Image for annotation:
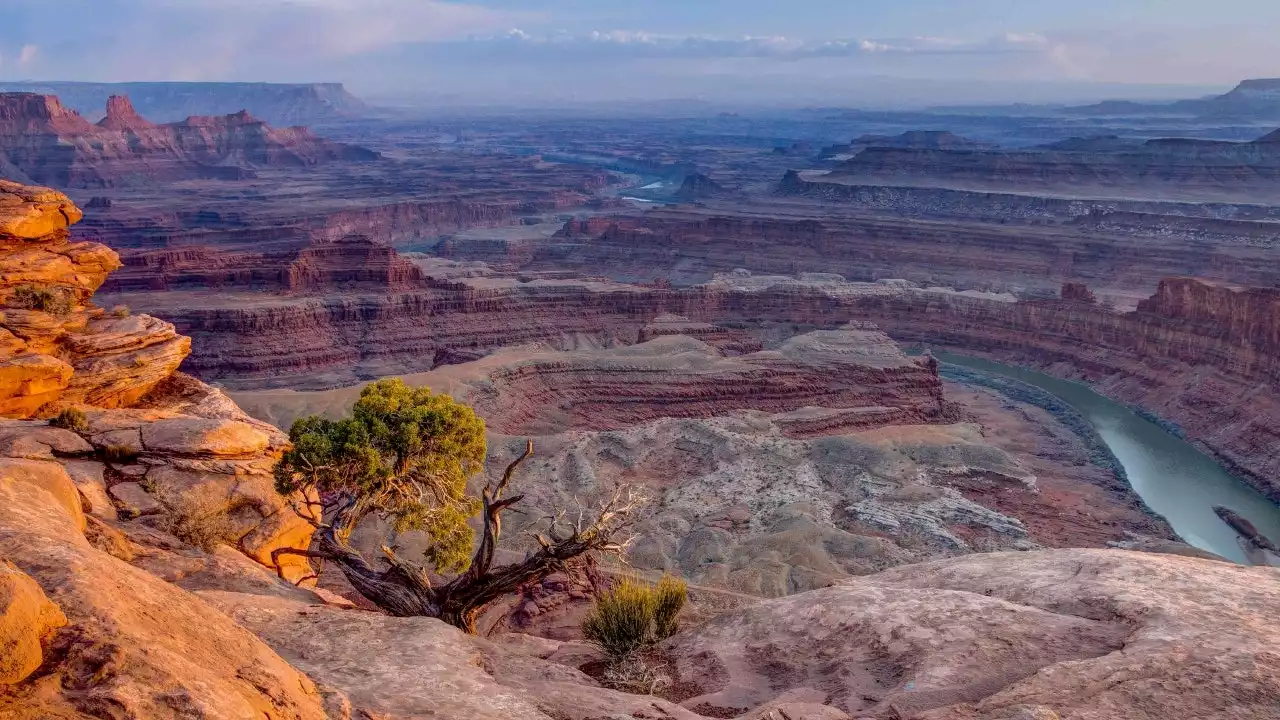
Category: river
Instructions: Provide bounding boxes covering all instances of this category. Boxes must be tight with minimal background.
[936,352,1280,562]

==

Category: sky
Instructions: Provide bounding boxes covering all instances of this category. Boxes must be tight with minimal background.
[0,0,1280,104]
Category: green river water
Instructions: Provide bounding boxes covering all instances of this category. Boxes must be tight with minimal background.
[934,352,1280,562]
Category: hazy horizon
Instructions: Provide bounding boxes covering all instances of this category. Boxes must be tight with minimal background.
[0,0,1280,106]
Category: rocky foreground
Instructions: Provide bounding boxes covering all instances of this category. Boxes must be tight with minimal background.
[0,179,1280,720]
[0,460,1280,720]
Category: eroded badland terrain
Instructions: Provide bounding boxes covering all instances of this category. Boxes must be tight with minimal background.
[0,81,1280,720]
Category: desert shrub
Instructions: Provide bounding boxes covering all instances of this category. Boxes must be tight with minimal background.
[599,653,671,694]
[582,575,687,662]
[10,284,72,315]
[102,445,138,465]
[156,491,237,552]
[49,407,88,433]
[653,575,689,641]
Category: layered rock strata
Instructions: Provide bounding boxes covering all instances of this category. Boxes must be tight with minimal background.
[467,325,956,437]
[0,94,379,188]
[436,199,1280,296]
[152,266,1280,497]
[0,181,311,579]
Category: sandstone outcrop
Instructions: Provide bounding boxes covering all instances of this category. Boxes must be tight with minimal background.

◆ **Stated problem**:
Switch "eroded badland terrain" to "weathered badland terrain" in the lines from the one with "Category: eroded badland terrain" up to and including the one with "[0,81,1280,720]", and give those lines back with nothing else altered.

◆ **Exercise solution**:
Category: weathered badland terrain
Instructions: Provide bounding boxes covering all instances of this category. Boxes must be tight with minimal background.
[0,81,1280,720]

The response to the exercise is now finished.